begin THE DATA

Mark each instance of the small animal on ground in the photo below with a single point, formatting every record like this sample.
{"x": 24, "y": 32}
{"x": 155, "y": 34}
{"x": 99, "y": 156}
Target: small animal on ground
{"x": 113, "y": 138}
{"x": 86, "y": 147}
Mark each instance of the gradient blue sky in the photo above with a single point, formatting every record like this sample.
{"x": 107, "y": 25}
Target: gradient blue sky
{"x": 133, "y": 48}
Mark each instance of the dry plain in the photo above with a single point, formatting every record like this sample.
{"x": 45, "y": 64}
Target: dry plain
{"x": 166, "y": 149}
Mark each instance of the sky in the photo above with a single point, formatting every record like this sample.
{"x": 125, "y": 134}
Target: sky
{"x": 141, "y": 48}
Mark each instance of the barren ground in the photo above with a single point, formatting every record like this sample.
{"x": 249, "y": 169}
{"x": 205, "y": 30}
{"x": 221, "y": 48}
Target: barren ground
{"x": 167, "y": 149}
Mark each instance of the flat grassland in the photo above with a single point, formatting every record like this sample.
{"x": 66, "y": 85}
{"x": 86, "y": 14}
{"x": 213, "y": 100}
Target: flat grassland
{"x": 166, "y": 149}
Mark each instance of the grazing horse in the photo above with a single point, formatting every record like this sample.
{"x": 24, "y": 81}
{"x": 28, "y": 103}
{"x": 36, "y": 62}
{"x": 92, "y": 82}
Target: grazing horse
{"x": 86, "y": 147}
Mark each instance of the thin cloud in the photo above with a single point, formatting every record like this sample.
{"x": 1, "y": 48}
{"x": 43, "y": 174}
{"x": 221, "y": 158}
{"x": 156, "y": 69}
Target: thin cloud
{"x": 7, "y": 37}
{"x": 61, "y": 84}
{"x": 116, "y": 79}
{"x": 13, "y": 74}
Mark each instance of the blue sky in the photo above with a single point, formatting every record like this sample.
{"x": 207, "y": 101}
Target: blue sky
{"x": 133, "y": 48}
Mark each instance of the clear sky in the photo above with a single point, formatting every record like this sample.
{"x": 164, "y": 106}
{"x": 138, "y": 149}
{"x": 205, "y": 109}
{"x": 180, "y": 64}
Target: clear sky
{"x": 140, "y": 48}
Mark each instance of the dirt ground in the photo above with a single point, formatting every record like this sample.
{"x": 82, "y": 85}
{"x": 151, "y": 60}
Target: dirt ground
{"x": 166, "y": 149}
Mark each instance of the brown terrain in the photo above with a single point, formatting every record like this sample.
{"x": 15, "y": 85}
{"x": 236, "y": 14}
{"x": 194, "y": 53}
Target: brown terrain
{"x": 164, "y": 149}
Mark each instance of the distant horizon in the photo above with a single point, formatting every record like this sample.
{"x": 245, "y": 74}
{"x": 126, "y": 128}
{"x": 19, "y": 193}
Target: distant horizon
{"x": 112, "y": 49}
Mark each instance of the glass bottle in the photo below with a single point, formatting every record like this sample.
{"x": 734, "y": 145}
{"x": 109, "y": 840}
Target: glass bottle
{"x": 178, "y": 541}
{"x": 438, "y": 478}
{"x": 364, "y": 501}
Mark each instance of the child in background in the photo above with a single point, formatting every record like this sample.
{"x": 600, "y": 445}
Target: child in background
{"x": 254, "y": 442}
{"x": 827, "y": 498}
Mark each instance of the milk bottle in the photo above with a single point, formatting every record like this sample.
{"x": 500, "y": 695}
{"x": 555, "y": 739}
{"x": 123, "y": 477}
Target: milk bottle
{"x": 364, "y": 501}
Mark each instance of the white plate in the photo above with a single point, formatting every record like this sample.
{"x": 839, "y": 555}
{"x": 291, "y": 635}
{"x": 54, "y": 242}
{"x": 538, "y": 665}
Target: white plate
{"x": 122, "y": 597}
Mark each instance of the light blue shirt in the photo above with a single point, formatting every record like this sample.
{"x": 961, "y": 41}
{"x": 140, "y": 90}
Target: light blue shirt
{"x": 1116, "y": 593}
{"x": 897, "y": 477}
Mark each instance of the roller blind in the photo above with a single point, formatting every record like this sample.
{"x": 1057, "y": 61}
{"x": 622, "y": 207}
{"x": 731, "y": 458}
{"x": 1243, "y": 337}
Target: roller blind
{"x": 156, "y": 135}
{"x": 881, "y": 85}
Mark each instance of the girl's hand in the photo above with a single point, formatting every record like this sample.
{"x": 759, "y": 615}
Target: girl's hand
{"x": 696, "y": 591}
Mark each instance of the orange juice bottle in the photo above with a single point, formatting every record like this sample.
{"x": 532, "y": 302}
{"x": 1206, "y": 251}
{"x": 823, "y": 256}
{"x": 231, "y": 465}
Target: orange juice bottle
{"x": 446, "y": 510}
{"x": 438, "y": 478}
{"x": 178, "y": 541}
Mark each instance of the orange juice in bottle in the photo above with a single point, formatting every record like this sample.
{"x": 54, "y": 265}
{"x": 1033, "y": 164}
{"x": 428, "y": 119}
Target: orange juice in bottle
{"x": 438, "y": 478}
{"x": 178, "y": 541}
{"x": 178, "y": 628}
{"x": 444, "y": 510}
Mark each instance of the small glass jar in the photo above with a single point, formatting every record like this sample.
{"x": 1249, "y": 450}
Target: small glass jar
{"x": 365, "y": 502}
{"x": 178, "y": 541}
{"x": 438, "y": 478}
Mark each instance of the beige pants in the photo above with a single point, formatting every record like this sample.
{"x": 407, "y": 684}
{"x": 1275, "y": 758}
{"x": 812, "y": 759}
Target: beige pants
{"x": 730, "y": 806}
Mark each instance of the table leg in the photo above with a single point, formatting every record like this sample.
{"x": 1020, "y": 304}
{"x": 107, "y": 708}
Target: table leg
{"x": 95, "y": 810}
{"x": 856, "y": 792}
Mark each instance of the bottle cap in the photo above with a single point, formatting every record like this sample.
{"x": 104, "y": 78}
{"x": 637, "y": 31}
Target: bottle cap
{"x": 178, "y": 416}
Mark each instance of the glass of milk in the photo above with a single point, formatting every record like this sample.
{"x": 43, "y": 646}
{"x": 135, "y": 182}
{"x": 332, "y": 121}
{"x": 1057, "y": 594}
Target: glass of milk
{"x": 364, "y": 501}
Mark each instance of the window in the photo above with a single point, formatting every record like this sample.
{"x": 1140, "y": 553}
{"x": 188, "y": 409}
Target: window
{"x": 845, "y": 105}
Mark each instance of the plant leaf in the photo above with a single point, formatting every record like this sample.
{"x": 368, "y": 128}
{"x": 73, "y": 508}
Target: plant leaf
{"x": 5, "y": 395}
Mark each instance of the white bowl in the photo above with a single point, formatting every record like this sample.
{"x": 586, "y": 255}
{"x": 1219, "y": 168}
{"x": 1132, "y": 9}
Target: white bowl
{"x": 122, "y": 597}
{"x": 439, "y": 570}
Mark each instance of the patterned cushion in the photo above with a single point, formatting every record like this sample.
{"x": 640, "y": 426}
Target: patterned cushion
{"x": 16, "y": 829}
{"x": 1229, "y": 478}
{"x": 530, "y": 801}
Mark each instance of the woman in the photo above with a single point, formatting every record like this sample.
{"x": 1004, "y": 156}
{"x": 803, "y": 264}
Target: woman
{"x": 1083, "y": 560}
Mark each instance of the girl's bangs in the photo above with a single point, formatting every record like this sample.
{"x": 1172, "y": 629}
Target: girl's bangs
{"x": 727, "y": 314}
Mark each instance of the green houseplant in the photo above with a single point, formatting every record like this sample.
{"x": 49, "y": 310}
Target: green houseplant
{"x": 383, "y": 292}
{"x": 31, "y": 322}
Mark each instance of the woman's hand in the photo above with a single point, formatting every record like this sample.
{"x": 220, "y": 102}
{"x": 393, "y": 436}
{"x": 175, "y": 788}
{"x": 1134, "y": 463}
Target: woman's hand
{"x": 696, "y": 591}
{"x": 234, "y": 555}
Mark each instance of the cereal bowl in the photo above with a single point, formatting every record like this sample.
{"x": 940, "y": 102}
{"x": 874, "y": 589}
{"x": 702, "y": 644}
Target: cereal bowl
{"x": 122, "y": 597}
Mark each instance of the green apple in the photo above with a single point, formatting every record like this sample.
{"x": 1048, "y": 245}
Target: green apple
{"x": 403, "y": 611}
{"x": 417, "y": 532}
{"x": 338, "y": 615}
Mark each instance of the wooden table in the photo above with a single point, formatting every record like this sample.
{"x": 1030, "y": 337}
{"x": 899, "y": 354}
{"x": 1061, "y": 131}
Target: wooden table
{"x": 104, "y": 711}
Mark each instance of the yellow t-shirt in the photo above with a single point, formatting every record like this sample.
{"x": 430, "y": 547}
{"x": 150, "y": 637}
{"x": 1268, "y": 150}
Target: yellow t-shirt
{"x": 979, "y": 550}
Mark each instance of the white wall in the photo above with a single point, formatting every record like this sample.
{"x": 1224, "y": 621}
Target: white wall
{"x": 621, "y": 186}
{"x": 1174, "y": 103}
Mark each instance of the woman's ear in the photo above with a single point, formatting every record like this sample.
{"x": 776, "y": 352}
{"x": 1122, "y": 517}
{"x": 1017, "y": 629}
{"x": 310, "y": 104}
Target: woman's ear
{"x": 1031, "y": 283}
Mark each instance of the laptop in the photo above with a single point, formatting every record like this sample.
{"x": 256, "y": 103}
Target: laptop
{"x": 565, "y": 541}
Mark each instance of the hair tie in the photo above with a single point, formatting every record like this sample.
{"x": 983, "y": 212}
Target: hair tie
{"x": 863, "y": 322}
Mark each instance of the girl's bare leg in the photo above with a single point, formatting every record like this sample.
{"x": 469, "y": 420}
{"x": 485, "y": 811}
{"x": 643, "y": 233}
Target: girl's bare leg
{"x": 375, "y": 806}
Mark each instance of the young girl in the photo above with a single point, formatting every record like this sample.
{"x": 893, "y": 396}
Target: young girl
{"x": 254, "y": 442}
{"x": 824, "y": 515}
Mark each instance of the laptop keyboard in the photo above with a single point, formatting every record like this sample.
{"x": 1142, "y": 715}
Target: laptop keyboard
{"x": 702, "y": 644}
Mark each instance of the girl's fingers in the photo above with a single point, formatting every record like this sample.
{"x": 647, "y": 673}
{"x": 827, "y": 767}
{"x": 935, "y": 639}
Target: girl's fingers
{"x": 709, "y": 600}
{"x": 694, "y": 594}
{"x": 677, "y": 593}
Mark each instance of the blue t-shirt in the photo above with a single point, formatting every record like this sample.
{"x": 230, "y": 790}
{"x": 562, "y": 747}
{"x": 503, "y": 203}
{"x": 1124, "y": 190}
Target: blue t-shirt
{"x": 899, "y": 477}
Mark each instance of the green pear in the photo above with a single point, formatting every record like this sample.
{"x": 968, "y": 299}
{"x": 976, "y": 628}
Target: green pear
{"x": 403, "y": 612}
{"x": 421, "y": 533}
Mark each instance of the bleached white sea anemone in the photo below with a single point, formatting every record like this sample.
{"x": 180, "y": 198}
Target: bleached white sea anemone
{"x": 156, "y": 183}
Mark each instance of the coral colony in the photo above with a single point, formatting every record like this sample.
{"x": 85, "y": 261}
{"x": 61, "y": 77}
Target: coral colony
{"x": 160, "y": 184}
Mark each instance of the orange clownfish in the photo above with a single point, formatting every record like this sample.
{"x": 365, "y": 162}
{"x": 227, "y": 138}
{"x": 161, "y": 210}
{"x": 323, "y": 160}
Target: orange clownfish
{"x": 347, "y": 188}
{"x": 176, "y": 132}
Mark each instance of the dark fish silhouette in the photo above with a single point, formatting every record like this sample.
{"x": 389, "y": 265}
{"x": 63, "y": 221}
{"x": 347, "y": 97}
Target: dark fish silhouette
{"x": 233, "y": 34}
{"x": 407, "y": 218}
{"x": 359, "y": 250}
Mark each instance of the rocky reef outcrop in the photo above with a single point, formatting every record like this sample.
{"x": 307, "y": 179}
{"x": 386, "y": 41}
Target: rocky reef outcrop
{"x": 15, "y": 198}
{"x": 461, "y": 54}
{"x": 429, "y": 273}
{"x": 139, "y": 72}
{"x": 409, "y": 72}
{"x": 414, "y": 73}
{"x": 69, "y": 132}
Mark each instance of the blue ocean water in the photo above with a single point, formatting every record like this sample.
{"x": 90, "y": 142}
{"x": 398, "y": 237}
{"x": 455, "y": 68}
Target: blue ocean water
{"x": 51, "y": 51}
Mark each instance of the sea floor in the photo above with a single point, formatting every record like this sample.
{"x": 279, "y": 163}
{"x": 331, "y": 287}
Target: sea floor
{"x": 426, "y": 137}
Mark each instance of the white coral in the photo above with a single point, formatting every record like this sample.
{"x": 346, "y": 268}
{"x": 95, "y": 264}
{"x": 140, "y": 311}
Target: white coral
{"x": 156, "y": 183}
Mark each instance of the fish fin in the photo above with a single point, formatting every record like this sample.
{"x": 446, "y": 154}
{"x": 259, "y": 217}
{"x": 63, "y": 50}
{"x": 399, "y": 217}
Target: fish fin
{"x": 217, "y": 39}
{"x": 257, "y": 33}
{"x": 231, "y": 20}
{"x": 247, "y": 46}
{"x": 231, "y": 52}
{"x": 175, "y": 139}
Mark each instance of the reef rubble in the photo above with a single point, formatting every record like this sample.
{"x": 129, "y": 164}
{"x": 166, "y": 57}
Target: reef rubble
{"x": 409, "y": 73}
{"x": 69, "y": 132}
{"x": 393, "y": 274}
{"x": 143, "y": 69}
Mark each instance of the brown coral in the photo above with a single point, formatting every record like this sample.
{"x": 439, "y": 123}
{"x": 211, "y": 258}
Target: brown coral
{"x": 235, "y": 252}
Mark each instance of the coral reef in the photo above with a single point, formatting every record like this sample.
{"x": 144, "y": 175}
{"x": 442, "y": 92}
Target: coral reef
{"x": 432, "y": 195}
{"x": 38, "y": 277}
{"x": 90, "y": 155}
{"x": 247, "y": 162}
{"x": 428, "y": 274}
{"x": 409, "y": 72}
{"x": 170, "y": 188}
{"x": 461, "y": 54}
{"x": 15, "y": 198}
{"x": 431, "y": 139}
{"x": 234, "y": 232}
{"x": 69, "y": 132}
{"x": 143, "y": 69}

end THE DATA

EXERCISE REQUIREMENTS = Return the line that contains "Mark each instance of the blue ocean" along with every line after it through the end of the entries, exactly, adding nothing.

FINISHED EXERCISE =
Mark each instance of the blue ocean water in the photo above with a single point, formatting every record like this sample.
{"x": 90, "y": 142}
{"x": 398, "y": 237}
{"x": 455, "y": 68}
Target: blue ocean water
{"x": 51, "y": 51}
Mark each instance of the sea floor in the photo above with a single point, formatting every record like this sample.
{"x": 279, "y": 163}
{"x": 331, "y": 287}
Target: sea floor
{"x": 426, "y": 137}
Mark each instance of the white coral in the photo above with a single point, formatting every record like this sample.
{"x": 346, "y": 268}
{"x": 95, "y": 264}
{"x": 140, "y": 311}
Target: white coral
{"x": 156, "y": 183}
Mark each instance of the fish fin in the photo above with a single point, formatting every record like this sample.
{"x": 446, "y": 154}
{"x": 259, "y": 217}
{"x": 63, "y": 50}
{"x": 399, "y": 217}
Target: fish fin
{"x": 217, "y": 39}
{"x": 257, "y": 33}
{"x": 231, "y": 20}
{"x": 247, "y": 46}
{"x": 231, "y": 52}
{"x": 175, "y": 139}
Mark each instance of the reef rubble in the photo above with a single point, formatting every record like this sample.
{"x": 129, "y": 164}
{"x": 166, "y": 57}
Target: reef rubble
{"x": 409, "y": 73}
{"x": 69, "y": 132}
{"x": 393, "y": 274}
{"x": 143, "y": 69}
Mark each instance of the brown coral in the photo above with a single point, formatting every record like this sample.
{"x": 439, "y": 123}
{"x": 211, "y": 258}
Target: brown coral
{"x": 235, "y": 252}
Mark each instance of the coral reef in the photo above with a single point, formatting every record like this sample.
{"x": 144, "y": 175}
{"x": 442, "y": 92}
Target: coral reef
{"x": 432, "y": 195}
{"x": 38, "y": 277}
{"x": 90, "y": 155}
{"x": 247, "y": 162}
{"x": 428, "y": 274}
{"x": 409, "y": 72}
{"x": 170, "y": 188}
{"x": 461, "y": 54}
{"x": 15, "y": 198}
{"x": 431, "y": 139}
{"x": 234, "y": 232}
{"x": 69, "y": 132}
{"x": 143, "y": 69}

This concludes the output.